>> Start
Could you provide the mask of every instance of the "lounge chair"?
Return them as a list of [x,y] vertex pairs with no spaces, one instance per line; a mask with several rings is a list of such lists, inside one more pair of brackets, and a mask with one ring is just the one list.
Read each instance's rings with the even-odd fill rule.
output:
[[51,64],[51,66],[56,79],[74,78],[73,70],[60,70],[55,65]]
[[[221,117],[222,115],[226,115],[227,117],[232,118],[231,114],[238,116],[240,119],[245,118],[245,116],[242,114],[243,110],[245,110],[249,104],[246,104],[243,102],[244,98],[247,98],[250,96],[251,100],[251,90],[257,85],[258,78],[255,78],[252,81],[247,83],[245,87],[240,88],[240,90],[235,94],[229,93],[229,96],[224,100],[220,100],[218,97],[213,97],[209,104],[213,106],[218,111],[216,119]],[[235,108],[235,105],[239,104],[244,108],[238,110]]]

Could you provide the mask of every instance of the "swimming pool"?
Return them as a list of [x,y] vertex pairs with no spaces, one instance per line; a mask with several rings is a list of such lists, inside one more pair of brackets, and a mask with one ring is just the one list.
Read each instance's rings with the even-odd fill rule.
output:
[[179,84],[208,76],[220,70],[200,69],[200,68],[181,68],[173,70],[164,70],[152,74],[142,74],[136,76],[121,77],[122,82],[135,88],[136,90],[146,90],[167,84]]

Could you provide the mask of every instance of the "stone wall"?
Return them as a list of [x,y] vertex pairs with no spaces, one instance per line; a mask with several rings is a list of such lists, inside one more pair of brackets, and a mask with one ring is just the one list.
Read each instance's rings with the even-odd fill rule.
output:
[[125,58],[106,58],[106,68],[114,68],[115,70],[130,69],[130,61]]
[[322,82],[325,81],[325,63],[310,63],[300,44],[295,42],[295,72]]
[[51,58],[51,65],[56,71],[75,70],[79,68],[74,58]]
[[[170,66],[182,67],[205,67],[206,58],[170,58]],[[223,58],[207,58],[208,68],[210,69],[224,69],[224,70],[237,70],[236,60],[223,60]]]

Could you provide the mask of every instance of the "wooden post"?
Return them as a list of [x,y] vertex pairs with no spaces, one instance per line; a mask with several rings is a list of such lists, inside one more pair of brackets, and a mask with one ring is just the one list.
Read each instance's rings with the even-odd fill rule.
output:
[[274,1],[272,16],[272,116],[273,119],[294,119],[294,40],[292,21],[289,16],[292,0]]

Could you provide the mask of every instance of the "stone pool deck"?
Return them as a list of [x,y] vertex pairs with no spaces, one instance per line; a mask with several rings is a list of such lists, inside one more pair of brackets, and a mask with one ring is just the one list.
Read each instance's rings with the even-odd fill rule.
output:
>> End
TASK. Rewrite the data from its first line through the line containing "[[51,64],[51,66],[56,79],[74,78],[73,70],[60,70],[55,65]]", both included and nothing beyond. Keep the wording unchanged, but scale every coordinate in the answers by 0.45 and round each result to a whole number, with halves rounded up.

FINAL RESULT.
Could you provide the mask of every instance of the "lounge chair"?
Return them as a list of [x,y] vertex pairs with no spaces, one instance per line; a mask with several rings is a list of such lists, inside one more pair of brackets, and a mask with one ring is just the one list.
Read each instance's rings with the even-odd fill rule.
output:
[[23,29],[23,30],[25,36],[33,35],[33,32],[27,32],[25,29]]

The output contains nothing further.